* **Exercise 1**
According to the data center construction article, what share of the work hours logged by members of IBEW Local 26 in the Washington, D.C., metro area goes to data centers?
* **Exercise 2**
Extend the data center construction article below, picking up after its final sentence.

* **Page extract**
Data Center Boom Reshapes Construction Labor: Unions, Upskilling, and Safety

AI-driven data center construction is forging new union-tech alliances, intensifying upskilling demands, and reshaping safety standards across U.S. building trades.

BREAKING
Data Center Boom Reshapes Construction Labor: Unions, Upskilling, and Safety

The surge in AI-driven data center construction is redefining the U.S. building trades labor market, forging an unprecedented alliance between construction unions and major technology companies while intensifying pressure on workforce pipelines, modular build strategies, and job-site safety standards.

Building trades unions-long regarded as the voice of the American worker-are now deeply intertwined with the world's largest technology companies. Unionized workers are employed on a large share of massive data center projects as unions scramble to recruit new apprentices to meet explosive demand. The shift is driven by AI infrastructure investment at a scale the industry has not seen in decades.

Background

Data center construction accounted for approximately 1% of U.S. gross domestic product in the first quarter of 2025, according to a report by the Apollo Academy. By 2030, U.S. data center construction spending is projected to exceed $112 billion, according to Engineering News-Record. The data center workforce shortage has become the single biggest constraint on construction and operations in 2026, surpassing even power availability and land access.

North America's Building Trades Unions reported a record number of members and apprentices in 2025. Organization president Sean McGarvey compared the growth to the building trades' expansion in the 1950s, attributing it to data centers, power plants, and infrastructure legislation under former President Joe Biden.

Details

Data centers now consume at least 40% of work hours logged by members of the Columbus-Central Ohio Building and Construction Trades Council, according to official Dorsey Hager. For the International Brotherhood of Electrical Workers (IBEW) Local 26 in the Washington, D.C., metro area, that figure is at least 50%, spokesperson Don Slaiman stated.

National unions have negotiated labor agreements on major projects, including an Oracle and OpenAI Stargate campus in Michigan and the "Project Blue" data center campus in Arizona. OpenAI CEO Sam Altman stated in a March 2026 joint statement with North America's Building Trades Unions: "Across the country, highly skilled union construction workers are laying the foundation for the AI economy." Google said the majority of labor used to build its data centers is unionized and pointed to a $10 million grant to a union-backed electricians training program it said would expand the electrician workforce pipeline by 70%.

According to Axios, OpenAI estimates that reaching its infrastructure goals will require approximately 20% more skilled trades workers than currently exist in the workforce. The company has committed $1.5 million over five years to support workforce training and recruitment initiatives led by the Building Trades.

* **Stored data**

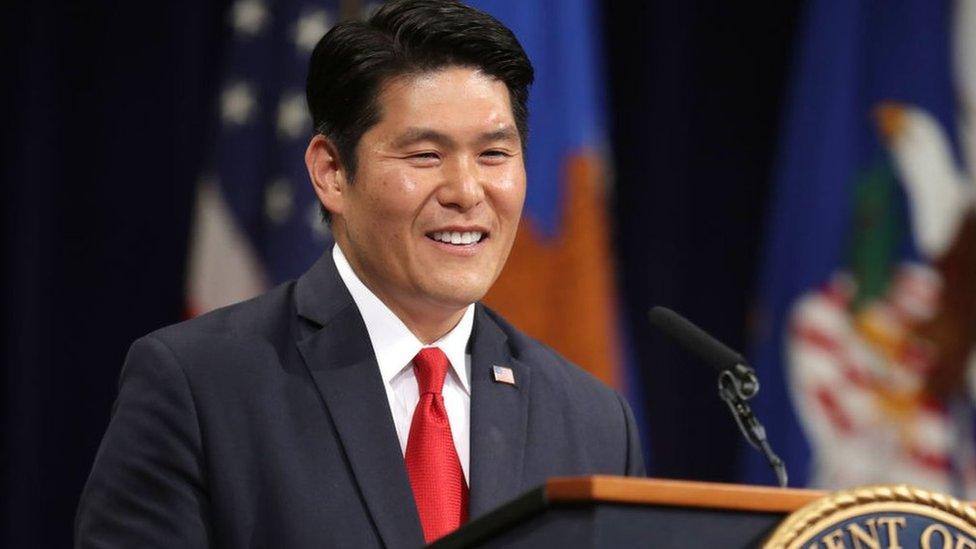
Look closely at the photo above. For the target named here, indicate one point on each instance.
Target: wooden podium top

* **Exercise output 1**
At least 50%.

* **Exercise output 2**
The labor gap is already affecting project delivery. JLL reported in 2025 that 40% of North American data center construction projects experienced schedule slippage of three months or more, with labor cited as the primary cause in 60% of those cases. Turner & Townsend's 2024 cost data shows labor premiums of 15% to 20% above pre-2022 baselines on major data center jobs.

Modular and volumetric construction is emerging as a partial mitigation strategy. General contractors are establishing centralized manufacturing facilities where skilled workers can build complex elements for multiple data centers, then deliver them to project sites-an approach that dramatically reduces the number of specialty workers needed at each location. By shifting construction to a factory environment, contractors can offer consistent work at a fixed location with a stable workforce that can be upskilled, while cutting average development cycles from up to five years to 18-24 months for a first facility, according to Eaton's EMEA data center segment leader Juan Colina.

Safety remains a critical variable at this pace of build-out. The scale and speed of modern data center projects-often exceeding $1 billion in value and involving more than 2,000 skilled tradespeople-drive a host of risks, including extreme electrical complexity requiring advanced isolation and lockout/tagout controls throughout commissioning and construction, according to Engineering News-Record. Lack of training, unclear safety protocols, and the presence of multiple contractors can escalate on-site risks, with resource constraints meaning less-experienced workers may face unfamiliar exposures and a higher likelihood of incidents.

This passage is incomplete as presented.